_Given passage:_
···

The Children's Hour; Plenty; The Heretic – review

Comedy, London; Studio, Sheffield Theatres; Royal Court, London

There have been reports of one ticket changing hands for £900. Ian (Jerusalem) Rickson's production of The Children's Hour will be worth that for fans of Keira Knightley and Mad Men's Elisabeth Moss: they'll be in the same arena as two stars who prove they can act off-screen. It isn't worth that as a theatrical experience: neither actor is transcendent; the production – startlingly, as Rickson is habitually both delicate and acute – is listless.

Knightley, last seen on the West End stage playing a Hollywood actress in The Misanthrope, delivers her part – of a bobbed and tweeded 1930s schoolmistress falsely accused of having a lesbian affair – with a fine-boned bleakness. She is restrained and contained, at times to the point of vacancy, making some of her effects by tilting herself in the direction of the audience as if they were her camera. Elisabeth Moss, gleamingly voracious in Speed-the-Plow a couple of years ago on Broadway, plays the other accused with more decision. There is vinegar in her voice; her gestures (apart from a wearingly repetitive flinging apart of her arms) are pinched.

Still, the real acting story is elsewhere. Both women look one-dimensional beside the tumbling energy of Bryony Hannah as the schoolgirl who accuses her teachers and causes their ruin. This is a child with a dybbuk inside her, who doesn't so much flop on to a sofa as somersault into it. She often looks as if she's head-butting an invisible antagonist. She is almost entirely unlovable. It is as if she has punched her way into the play from an entirely different school of acting.

Her very energy makes a fissure in the play. Or perhaps exposes a faultline. The Children's Hour isn't much good. Rickson does his best to import some inflections. Mark Thompson's pale wood design, with elongated doors, and bookshelves too high for any teacher to reach, makes the schoolmistresses into children in their own house. Still, as the plot rasps (who would believe this nasty kid?), the interest of the play now looks adventitious. It has a political dimension. First staged in 1934, the play was revived in 1952, when it rivalled Miller's The Crucible as a dramatic metaphor for the hounding of Communist sympathisers. It also has a biographical allure. Lillian Hellman, who wrote a play that hinged on a lie, would herself be loudly accused of lying. She had two McCarthys in her life: Senator Joe, at whose anti-Communist hearings she refused to name names, and author Mary, who was to declare that every word Hellman wrote was an untruth, "including 'and' and 'the'".

This background has lent The Children's Hour a thrill. But it hasn't supplied it with a rich vocabulary. Hellman would have done better to use more of the 19th-century Scottish case on which she based her play. According to court documents, the tattling child talked of the noises she heard at night with an immediacy absent from The Children's Hour: they were, she said, like the sounds made by "putting a finger into the neck of a wet bottle" or by a "dairy maid patting butter".

A year after he took over as artistic director, Daniel Evans is impressing himself further on Sheffield Theatres with a season of David Hare plays. Evans will direct Racing Demon, and Peter Gill The Breath of Life; there are to be readings and discussions; Hare will perform his Middle East monologue Via Dolorosa. They could have called it Hare!

···

_Your tasks:_
A) Can you copy the theatre review between "Comedy, London; Studio, Sheffield" and "acute – is listless.", inclusive, swapping "ticket" for "seat"?
B) How would you put this sentence from the theatre review into French: "Her very energy makes a fissure in the play."?

_Material provided:_
···

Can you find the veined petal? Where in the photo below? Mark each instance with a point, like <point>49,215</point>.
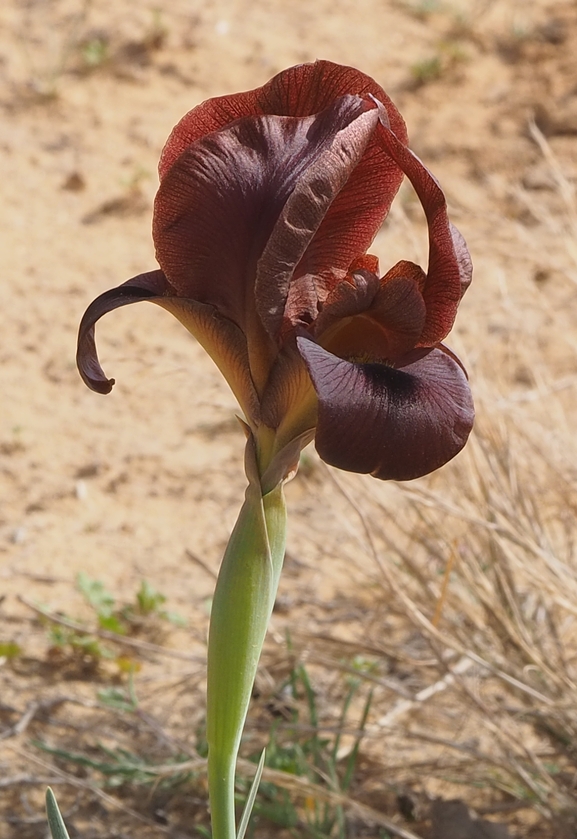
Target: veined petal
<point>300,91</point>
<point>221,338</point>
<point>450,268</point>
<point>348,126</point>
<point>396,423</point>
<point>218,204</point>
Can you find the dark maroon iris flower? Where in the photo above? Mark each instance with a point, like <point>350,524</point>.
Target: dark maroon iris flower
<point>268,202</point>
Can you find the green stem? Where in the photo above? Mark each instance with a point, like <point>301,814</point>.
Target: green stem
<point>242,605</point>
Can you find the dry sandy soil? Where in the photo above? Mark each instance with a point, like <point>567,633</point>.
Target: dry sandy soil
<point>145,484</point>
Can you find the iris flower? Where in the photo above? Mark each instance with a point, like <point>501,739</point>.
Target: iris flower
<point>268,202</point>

···

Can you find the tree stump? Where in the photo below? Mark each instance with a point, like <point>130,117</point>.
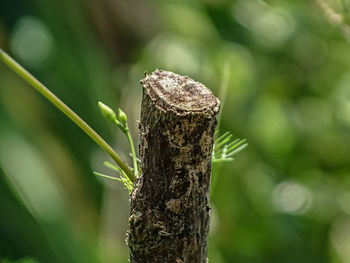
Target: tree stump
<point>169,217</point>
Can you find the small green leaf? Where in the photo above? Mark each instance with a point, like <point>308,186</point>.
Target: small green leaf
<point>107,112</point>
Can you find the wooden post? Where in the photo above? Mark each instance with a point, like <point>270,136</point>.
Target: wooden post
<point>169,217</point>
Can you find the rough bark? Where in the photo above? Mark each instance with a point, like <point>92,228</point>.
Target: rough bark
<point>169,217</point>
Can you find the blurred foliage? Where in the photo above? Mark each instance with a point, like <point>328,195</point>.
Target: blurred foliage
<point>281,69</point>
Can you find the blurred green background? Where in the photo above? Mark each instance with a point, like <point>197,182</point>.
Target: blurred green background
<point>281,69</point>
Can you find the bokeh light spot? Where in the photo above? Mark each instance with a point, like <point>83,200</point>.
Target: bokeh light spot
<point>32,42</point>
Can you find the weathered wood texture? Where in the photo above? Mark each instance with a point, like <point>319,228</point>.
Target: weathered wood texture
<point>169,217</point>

···

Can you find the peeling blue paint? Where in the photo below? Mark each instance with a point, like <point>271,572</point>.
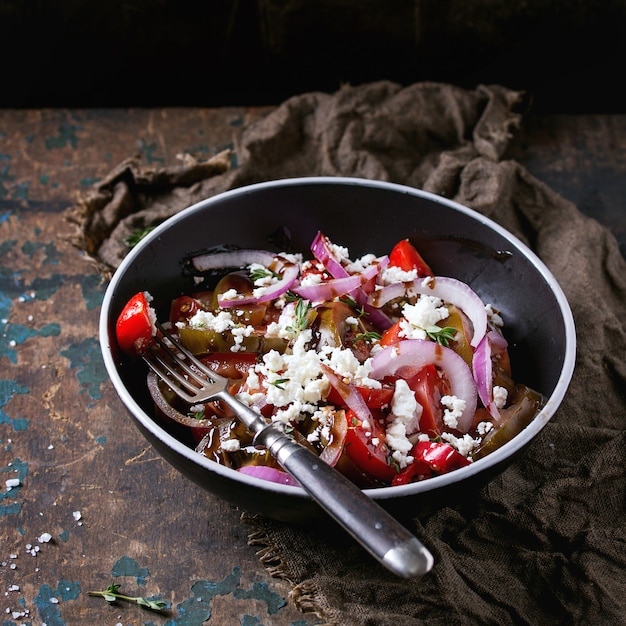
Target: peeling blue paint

···

_Outputs:_
A)
Comedy, London; Studio, Sheffield Theatres; Royal Court, London

There have been reports of one seat changing hands for £900. Ian (Jerusalem) Rickson's production of The Children's Hour will be worth that for fans of Keira Knightley and Mad Men's Elisabeth Moss: they'll be in the same arena as two stars who prove they can act off-screen. It isn't worth that as a theatrical experience: neither actor is transcendent; the production – startlingly, as Rickson is habitually both delicate and acute – is listless.

B) Son énergie même crée une fissure dans la pièce.